▶ [What is asked]
Write out exactly, please, the lines from the one containing "the white plantation" to the end of the material.

↓↓↓

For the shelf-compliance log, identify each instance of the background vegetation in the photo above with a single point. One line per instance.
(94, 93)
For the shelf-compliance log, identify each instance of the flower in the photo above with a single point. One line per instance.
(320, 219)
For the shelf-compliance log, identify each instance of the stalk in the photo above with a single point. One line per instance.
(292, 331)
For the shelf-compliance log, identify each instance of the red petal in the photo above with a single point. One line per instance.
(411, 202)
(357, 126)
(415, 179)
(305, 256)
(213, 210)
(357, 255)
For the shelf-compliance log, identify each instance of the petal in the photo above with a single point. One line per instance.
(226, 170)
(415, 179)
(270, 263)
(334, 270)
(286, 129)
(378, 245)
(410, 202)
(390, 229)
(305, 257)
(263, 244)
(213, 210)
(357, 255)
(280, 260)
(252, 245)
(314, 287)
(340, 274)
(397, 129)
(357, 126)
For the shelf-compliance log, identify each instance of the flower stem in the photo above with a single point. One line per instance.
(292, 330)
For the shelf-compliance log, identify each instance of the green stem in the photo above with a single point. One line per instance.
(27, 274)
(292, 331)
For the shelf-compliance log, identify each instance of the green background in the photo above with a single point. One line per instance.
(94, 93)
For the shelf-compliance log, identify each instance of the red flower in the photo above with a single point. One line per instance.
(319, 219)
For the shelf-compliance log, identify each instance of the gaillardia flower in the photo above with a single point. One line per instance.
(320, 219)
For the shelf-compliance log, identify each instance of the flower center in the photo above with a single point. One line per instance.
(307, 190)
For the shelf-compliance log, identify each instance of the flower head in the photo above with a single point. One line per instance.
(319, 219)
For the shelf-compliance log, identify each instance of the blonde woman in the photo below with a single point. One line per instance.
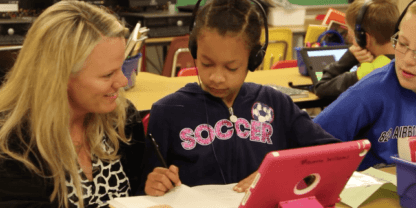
(66, 131)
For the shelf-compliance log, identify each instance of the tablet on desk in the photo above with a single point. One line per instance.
(316, 59)
(305, 177)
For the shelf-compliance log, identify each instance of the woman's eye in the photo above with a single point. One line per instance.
(206, 65)
(402, 44)
(109, 75)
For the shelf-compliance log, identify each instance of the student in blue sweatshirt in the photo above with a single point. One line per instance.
(381, 106)
(219, 130)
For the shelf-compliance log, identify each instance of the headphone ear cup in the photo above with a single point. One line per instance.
(192, 46)
(255, 58)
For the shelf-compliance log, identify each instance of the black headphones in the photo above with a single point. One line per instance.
(401, 17)
(256, 54)
(359, 32)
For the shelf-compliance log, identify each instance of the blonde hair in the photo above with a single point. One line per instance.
(379, 19)
(34, 95)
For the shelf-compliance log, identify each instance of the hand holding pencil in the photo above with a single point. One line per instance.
(162, 179)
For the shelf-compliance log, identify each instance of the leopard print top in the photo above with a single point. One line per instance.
(109, 181)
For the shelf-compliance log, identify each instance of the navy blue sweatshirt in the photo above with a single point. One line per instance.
(267, 120)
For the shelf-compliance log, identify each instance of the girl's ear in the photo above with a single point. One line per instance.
(370, 40)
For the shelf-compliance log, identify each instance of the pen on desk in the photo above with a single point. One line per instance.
(156, 146)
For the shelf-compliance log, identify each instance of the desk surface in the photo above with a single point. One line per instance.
(296, 29)
(149, 87)
(380, 199)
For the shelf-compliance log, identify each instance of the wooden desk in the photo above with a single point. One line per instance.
(149, 87)
(381, 199)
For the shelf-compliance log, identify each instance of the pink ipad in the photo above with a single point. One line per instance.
(305, 177)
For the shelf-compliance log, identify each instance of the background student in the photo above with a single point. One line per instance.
(218, 132)
(371, 47)
(68, 138)
(381, 107)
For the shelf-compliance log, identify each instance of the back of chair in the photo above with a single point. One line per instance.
(187, 72)
(285, 64)
(178, 56)
(279, 48)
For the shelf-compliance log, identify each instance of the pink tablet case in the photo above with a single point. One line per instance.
(279, 180)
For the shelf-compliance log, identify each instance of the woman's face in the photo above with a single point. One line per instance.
(94, 89)
(222, 64)
(405, 62)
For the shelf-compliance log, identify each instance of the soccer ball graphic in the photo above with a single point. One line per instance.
(263, 113)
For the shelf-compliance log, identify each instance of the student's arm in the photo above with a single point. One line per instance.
(132, 153)
(350, 113)
(336, 77)
(21, 188)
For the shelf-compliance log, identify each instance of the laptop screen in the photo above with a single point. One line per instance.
(316, 59)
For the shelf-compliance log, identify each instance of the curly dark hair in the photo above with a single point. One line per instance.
(230, 17)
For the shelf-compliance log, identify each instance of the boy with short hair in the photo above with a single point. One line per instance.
(381, 107)
(370, 25)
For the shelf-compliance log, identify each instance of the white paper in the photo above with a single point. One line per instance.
(364, 184)
(207, 196)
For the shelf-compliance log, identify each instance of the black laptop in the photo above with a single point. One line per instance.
(316, 59)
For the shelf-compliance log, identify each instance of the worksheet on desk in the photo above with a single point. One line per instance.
(205, 196)
(363, 184)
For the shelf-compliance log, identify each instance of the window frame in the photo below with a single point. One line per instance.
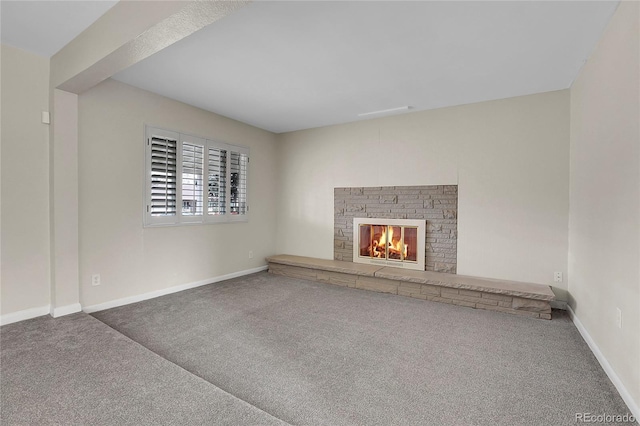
(180, 219)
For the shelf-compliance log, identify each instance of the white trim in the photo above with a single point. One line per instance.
(24, 315)
(65, 310)
(622, 390)
(170, 290)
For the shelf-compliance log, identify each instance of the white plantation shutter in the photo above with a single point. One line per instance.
(217, 181)
(162, 153)
(238, 167)
(193, 180)
(192, 183)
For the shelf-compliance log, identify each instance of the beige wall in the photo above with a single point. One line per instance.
(131, 259)
(604, 240)
(509, 157)
(25, 181)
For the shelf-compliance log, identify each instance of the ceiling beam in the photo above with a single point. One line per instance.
(127, 33)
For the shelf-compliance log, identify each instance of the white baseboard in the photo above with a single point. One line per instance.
(65, 310)
(165, 291)
(24, 315)
(626, 396)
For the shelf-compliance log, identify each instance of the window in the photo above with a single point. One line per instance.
(207, 180)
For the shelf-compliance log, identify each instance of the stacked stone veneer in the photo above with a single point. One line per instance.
(438, 204)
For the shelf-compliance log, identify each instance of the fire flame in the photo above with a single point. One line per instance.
(393, 245)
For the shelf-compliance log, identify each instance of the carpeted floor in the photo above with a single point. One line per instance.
(262, 349)
(75, 370)
(316, 354)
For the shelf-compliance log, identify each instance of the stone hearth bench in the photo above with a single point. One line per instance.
(532, 300)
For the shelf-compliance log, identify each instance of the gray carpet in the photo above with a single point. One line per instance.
(75, 370)
(310, 353)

↑↑↑

▶ [Exercise answer]
For the shelf-compliance log, identify each instance of the white plantation shutter in the photo above with a single point. One line per instance.
(217, 181)
(162, 153)
(238, 167)
(193, 180)
(192, 183)
For the shelf-compliance log, identify each instance of the beige wall in the photo above with a single point. One line per instance.
(131, 259)
(604, 240)
(509, 157)
(25, 181)
For the shelf-compliance log, identify each instance of the ceiling beam in the photo above with a single point. One line per instance.
(127, 33)
For the shelf-compliance log, identify each instance of the white baseboard in the photo above with a single point. One line per instance.
(65, 310)
(165, 291)
(24, 315)
(626, 396)
For the shelf-compliance log, identify each instance of the window in the photo above with a single point. One line per instance.
(207, 180)
For the shelf-compliance log, identify each instance of the stacked stone veneer in the photo above with a single point. One line per instance.
(438, 204)
For the shelf-compliance log, identify each instance of the fire flame in the photo above with a single point. One line per instance.
(393, 245)
For the shelf-compliance log, identify each instance of the carpeted floor in the photo above with a single point. One line per instance.
(262, 349)
(75, 370)
(316, 354)
For the shelf-compliance log, identify each instance of the stone hearth bench in the photo above with a single point. One line per instance.
(532, 300)
For the shelf-compliance log, identify each instance of the gray carpet in the photo above with a single point. One line per instance.
(75, 370)
(310, 353)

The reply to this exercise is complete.